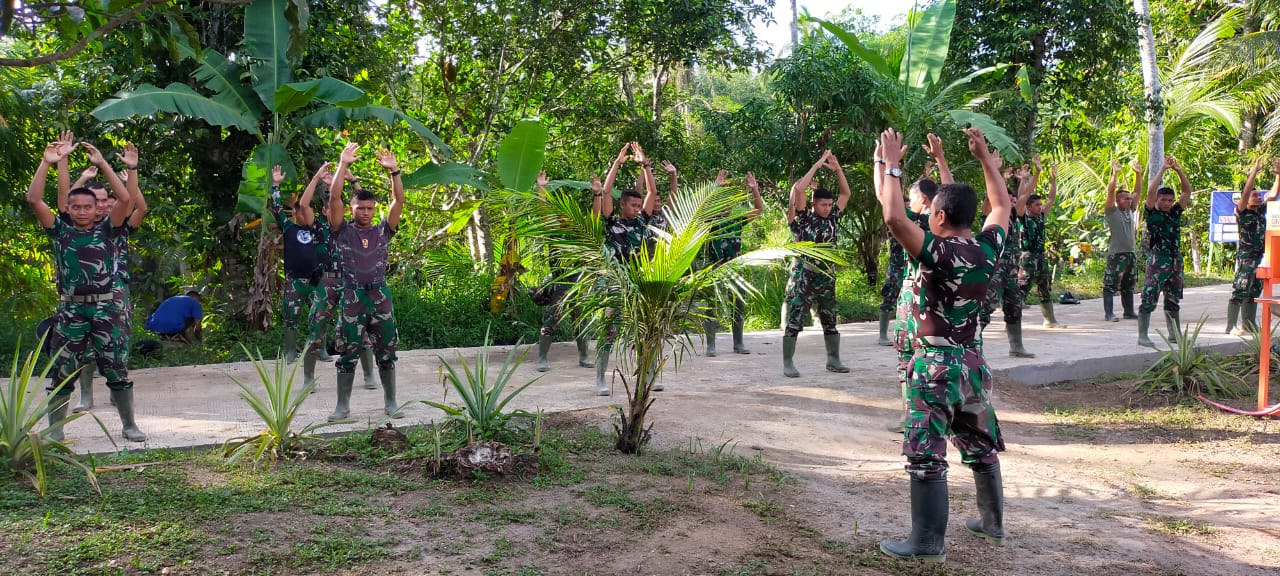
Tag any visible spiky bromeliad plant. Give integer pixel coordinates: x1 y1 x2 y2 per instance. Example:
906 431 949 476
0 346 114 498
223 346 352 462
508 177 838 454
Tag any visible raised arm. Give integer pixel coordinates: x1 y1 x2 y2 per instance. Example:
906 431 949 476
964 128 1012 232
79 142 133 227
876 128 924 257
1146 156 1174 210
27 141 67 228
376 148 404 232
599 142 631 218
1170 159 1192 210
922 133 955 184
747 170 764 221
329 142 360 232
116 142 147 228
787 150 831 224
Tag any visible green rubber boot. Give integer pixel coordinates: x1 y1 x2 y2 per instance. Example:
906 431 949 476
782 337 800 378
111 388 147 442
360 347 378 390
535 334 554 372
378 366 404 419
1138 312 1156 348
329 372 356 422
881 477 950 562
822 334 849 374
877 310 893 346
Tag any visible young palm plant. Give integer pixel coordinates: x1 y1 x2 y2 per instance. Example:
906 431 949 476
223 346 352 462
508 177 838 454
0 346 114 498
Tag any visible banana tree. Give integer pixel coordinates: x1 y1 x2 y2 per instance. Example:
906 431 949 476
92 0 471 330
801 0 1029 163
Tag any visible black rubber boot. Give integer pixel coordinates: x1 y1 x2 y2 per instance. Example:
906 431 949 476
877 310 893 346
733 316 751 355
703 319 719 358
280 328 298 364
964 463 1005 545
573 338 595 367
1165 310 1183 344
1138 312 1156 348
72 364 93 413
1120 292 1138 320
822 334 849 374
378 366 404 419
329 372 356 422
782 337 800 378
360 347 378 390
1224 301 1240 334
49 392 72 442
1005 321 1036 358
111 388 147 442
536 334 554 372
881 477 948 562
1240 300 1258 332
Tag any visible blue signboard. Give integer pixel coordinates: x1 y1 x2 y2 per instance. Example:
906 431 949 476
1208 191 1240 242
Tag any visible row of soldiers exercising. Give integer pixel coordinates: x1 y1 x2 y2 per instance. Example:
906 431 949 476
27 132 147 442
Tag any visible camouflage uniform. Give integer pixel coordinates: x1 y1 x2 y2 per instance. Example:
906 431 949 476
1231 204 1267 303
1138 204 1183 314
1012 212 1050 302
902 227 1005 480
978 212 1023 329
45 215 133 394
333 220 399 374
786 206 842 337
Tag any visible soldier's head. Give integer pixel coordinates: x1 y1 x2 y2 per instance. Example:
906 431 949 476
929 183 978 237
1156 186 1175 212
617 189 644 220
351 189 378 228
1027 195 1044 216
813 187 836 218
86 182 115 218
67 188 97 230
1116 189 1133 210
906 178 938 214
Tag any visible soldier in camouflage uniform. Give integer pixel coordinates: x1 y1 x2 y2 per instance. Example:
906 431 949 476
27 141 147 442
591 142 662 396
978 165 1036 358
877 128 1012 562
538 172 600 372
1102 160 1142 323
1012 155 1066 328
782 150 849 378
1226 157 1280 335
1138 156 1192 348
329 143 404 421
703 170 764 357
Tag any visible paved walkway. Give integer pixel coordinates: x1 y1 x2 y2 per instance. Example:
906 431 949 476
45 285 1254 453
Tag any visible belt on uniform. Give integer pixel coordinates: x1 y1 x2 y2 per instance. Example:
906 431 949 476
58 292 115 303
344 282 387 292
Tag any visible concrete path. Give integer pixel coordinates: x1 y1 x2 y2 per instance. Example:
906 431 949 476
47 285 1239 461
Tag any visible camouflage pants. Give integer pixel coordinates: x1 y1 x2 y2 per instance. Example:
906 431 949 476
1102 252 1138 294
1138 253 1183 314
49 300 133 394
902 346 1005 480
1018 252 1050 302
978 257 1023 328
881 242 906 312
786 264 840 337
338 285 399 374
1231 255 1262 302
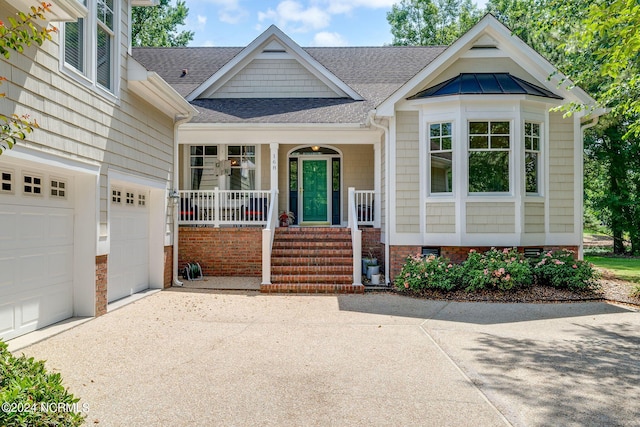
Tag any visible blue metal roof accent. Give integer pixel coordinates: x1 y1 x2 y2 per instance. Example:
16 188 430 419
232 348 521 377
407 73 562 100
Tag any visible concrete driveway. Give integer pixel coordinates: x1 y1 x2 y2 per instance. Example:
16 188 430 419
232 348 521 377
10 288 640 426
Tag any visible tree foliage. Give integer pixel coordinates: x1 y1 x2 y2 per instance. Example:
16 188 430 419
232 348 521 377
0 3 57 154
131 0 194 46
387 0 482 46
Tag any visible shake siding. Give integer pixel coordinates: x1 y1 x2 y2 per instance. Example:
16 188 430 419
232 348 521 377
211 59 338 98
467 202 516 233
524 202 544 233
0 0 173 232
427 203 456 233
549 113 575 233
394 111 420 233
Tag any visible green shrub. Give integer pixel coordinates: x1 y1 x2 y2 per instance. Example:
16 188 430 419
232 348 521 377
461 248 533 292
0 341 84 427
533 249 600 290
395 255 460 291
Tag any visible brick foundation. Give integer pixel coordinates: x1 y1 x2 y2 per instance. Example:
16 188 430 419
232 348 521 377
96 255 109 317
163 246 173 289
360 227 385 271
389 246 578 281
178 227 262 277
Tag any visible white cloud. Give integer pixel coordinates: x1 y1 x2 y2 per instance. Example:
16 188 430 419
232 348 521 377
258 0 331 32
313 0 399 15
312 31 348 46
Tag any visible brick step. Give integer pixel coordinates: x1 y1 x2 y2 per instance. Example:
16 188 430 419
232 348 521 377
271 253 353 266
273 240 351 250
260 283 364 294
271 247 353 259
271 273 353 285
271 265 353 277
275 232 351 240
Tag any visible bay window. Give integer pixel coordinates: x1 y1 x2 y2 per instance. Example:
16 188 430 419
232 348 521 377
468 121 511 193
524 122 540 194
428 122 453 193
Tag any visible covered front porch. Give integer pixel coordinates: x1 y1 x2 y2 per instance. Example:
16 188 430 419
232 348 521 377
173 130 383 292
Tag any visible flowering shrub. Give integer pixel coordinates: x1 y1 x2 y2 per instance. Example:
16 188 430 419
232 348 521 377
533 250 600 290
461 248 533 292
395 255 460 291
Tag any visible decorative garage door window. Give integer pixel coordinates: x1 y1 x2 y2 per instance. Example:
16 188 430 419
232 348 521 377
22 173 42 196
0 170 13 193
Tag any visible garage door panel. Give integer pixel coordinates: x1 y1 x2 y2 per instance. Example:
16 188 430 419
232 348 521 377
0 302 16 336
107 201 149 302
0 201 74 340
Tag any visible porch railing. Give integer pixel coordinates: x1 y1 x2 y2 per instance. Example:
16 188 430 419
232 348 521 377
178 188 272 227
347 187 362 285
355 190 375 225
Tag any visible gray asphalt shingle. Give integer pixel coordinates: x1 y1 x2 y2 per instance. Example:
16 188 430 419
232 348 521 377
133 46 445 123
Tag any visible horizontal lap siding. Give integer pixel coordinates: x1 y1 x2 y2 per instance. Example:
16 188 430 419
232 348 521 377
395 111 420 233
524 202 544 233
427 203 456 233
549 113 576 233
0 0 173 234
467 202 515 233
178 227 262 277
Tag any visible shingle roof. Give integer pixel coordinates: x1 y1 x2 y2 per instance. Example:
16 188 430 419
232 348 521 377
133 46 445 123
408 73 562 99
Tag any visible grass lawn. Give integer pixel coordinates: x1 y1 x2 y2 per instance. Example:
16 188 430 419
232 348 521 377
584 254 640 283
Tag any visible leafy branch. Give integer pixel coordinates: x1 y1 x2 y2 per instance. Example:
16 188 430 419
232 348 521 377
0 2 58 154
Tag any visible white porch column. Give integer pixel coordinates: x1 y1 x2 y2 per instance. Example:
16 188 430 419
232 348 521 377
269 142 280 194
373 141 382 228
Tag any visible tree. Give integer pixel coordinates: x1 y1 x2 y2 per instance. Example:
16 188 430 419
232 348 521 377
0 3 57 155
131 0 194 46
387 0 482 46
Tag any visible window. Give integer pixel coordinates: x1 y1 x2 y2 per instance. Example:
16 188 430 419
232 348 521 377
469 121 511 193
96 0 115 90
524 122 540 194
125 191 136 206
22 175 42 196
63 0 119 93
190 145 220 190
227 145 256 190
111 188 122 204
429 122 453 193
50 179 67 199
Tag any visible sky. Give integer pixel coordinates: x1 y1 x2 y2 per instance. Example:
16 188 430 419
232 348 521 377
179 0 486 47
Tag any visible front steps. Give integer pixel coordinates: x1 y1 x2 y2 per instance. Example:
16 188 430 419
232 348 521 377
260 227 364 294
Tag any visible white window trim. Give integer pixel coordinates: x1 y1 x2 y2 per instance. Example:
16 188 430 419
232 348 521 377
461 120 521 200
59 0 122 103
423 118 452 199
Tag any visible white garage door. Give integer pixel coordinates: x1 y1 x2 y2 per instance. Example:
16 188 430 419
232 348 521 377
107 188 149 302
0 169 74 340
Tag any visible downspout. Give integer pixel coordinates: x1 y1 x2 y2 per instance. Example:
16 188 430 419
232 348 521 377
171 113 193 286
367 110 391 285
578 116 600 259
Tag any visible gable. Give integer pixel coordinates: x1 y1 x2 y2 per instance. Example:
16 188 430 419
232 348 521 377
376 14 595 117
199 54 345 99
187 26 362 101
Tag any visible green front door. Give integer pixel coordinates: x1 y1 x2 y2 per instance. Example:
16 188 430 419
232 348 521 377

Exercise
Report each line of the rows above that contains the word "siding", counting a line only if its letters match in case.

Exercise result
Tag any visible shake siding. Give integer pixel coordinates: x1 y1 x2 y2 per instance. Example:
Tag any visible horizontal lap siding. Give integer pixel coordinates: x1 y1 x2 y2 per instance. Example:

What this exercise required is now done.